> _Estratto del documento_:
● ● ●

REDAZIONE SALUTE

La procreazione assistita è pericolosa per il cuore delle mamme? Cosa dice l’analisi di Humanitas

Un cardiologo e una ginecologa dell’istituto milanese hanno combinato gli accertamenti di dieci studi clinici indipendenti, raggiungendo un risultato più che rassicurante per chi intende intraprendere il percorso di Pma

Giulio Stefanini e Nicoletta Di Simone, i due specialisti di Humanitas che hanno condotto l'analisi

Giulio Stefanini e Nicoletta Di Simone, i due specialisti di Humanitas che hanno condotto l'analisi

Milano, 15 gennaio 2025 – Avere un bambino con la procreazione assistita rappresenta un rischio per la salute cardiovascolare della futura mamma? La risposta è no, come accertato attraverso un’analisi pubblicata sull’European Heart Journal e firmata da Giulio Stefanini, il cardiologo responsabile della Ricerca clinica del Cardio Center di Humanitas – diretto dal professor Gianluigi Condorelli – e da Nicoletta Di Simone, ginecologa responsabile del Centro multidisciplinare di Patologia della gravidanza di Humanitas San Pio X, entrambi professori di Humanitas university.

La meta-analisi – che consiste nel combinare statisticamente i risultati di più studi clinici indipendenti in modo rigoroso, per trarre conclusioni più affidabili – ha preso in considerazione dieci studi (selezionati tra più di 7.000 condotti sul tema) e ha incluso complessivamente oltre 500.000 donne che si sono avvalse di tecniche di procreazione assistita, con oltre 36 milioni di donne non trattate come gruppo di controllo.

● ● ●

> _Cosa fare_:
a. Ricopia dall'articolo sulla procreazione assistita il passo che comincia con "Milano, 15 gennaio" e prosegue fino a "di Humanitas university.".
b. Elenca tutte le persone nominate nell'articolo sulla procreazione assistita, ciascuna una sola volta.
c. Prosegui l'articolo sulla procreazione assistita dopo l'ultima frase riportata.

[Record archiviati]
● ● ●

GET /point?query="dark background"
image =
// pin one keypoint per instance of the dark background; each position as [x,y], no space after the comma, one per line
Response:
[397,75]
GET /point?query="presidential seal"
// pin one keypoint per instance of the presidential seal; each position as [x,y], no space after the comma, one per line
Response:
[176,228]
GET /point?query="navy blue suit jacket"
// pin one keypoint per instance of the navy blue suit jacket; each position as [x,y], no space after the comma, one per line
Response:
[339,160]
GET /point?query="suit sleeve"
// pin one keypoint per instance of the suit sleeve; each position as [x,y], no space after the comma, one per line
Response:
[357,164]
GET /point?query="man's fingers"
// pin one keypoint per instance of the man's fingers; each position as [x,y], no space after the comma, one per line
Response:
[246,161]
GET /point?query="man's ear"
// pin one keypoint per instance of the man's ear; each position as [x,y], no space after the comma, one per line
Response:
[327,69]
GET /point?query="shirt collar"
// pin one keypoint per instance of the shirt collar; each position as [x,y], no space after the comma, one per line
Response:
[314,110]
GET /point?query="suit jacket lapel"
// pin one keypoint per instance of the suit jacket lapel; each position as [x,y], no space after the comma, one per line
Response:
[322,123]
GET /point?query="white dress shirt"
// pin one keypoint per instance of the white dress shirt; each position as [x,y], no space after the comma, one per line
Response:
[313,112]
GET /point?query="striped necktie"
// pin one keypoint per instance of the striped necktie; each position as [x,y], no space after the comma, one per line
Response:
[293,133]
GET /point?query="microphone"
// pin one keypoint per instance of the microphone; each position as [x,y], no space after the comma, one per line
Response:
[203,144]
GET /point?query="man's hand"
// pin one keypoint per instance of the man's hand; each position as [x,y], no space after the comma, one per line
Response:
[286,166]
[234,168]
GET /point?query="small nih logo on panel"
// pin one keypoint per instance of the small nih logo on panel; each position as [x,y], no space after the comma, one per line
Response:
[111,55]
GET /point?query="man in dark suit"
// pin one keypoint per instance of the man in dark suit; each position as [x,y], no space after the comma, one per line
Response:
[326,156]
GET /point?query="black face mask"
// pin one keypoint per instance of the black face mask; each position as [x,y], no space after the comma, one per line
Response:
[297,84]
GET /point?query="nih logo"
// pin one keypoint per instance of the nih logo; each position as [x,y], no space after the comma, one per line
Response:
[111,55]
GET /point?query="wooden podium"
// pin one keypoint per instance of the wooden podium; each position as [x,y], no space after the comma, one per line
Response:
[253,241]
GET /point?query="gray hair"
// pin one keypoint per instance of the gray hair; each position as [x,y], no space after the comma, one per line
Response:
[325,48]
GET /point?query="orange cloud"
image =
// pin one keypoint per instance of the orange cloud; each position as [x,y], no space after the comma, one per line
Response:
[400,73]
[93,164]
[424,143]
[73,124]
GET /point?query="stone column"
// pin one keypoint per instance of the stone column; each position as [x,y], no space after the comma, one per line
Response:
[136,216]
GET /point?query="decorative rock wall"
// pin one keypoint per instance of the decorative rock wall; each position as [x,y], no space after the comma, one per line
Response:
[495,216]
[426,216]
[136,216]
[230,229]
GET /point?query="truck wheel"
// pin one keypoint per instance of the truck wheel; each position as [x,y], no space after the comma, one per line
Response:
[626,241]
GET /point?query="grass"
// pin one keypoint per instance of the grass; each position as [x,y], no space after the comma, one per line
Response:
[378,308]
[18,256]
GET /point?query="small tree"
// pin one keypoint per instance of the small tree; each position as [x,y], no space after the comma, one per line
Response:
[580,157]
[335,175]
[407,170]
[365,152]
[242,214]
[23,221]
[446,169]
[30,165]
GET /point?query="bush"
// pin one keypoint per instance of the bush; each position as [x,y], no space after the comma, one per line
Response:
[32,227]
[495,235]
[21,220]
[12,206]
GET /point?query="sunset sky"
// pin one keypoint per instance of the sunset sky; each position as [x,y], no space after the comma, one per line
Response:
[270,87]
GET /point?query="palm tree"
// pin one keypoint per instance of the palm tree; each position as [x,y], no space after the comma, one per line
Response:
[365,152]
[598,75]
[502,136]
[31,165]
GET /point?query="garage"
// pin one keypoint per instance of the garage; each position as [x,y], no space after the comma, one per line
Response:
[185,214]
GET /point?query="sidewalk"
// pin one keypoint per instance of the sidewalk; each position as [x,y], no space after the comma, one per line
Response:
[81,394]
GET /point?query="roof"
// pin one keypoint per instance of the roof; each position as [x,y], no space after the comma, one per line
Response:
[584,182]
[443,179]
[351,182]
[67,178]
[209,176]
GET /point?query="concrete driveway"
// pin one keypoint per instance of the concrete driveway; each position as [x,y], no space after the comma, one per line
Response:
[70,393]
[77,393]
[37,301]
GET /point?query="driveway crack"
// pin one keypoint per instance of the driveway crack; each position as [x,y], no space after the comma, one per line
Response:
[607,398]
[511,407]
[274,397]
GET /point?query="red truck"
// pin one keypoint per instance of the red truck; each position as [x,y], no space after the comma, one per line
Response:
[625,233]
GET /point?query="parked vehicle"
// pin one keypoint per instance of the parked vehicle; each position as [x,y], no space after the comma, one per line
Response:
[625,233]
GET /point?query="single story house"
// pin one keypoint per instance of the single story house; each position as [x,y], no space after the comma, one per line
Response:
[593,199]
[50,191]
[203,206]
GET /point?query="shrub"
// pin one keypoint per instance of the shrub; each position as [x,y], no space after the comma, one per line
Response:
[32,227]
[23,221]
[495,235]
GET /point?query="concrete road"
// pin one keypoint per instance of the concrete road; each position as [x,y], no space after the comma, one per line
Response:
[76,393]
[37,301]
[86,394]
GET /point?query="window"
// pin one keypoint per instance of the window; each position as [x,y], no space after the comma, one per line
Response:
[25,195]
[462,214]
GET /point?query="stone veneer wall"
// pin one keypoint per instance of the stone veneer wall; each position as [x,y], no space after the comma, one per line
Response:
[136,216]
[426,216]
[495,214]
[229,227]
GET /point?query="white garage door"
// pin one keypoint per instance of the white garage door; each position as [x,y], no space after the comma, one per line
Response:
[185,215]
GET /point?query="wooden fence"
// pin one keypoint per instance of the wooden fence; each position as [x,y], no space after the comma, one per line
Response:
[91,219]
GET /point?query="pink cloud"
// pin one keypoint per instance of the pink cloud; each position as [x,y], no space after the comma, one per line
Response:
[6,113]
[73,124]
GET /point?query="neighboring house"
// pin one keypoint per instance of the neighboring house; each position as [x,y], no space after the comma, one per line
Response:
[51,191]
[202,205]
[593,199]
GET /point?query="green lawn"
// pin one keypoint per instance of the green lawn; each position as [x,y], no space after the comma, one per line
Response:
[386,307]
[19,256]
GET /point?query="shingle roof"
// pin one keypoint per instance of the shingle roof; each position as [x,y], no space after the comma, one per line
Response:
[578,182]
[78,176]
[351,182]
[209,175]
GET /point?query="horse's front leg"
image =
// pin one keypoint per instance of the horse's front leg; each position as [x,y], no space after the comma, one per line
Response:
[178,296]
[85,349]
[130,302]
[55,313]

● ● ●

> _Risposte per numero_:
a.
Milano, 15 gennaio 2025 – Avere un bambino con la procreazione assistita rappresenta un rischio per la salute cardiovascolare della futura mamma? La risposta è no, come accertato attraverso un’analisi pubblicata sull’European Heart Journal e firmata da Giulio Stefanini, il cardiologo responsabile della Ricerca clinica del Cardio Center di Humanitas – diretto dal professor Gianluigi Condorelli – e da Nicoletta Di Simone, ginecologa responsabile del Centro multidisciplinare di Patologia della gravidanza di Humanitas San Pio X, entrambi professori di Humanitas university.

b.
Giulio Stefanini
Nicoletta Di Simone
Gianluigi Condorelli

c.
Nessuna correlazione

“I risultati ottenuti sono rassicuranti – commenta il prof. Giulio Stefanini – Non è stata riscontrata alcuna evidenza significativa che l’uso della Pma aumenti il rischio di eventi cardiovascolari gravi, cioè di infarti, ictus o tromboembolie, nei 10 anni di follow-up inclusi negli studi. Non solo, ma il tasso di rischio di disturbi cardiovascolari, anche non acuti, tende a diminuire con il passare del tempo, fino a stabilizzarsi a livelli simili a quelli delle donne non trattate. Questi risultati sono importanti per le donne che ricorrono alle tecniche di riproduzione assistita e per i professionisti sanitari, poiché suggeriscono la necessità di monitorare la salute cardiovascolare delle pazienti soprattutto nei primi anni dopo il trattamento”.

Le tecniche di riproduzione assistita, come la fecondazione in vitro e l’inseminazione intrauterina, sono responsabili di circa il 4% delle gravidanze al mondo e i benefici di queste tecniche nel favorire la gravidanza sono riconosciuti. Ecco perché è importante confermare la loro sicurezza a lungo termine, come attesta lo studio.

I motivi degli accertamenti

Per quale ragione è stata avviata questa analisi? "È essenziale valutare i rischi associati al trattamento caso per caso, in modo personalizzato – spiega la professoressa Nicoletta Di Simone – soprattutto considerato che le donne che si rivolgono a queste soluzioni possono avere fattori di rischio cardiovascolare preesistenti, quali età più avanzata, patologie ipertensive pregresse, obesità o diabete. Sappiamo anche che alcune condizioni cardiovascolari, come la preeclampsia, si manifestano con maggiore frequenza durante le gravidanze da Pma ed è fondamentale trattarle in modo idoneo”.

Per tutte queste ragioni, annota la ginecologa, “è bene che chi si sottopone al trattamento segua un attento monitoraggio in centri ginecologici e ostetrici che offrano approcci di cura multidisciplinari e che siano in grado di effettuare un adeguato follow-up”.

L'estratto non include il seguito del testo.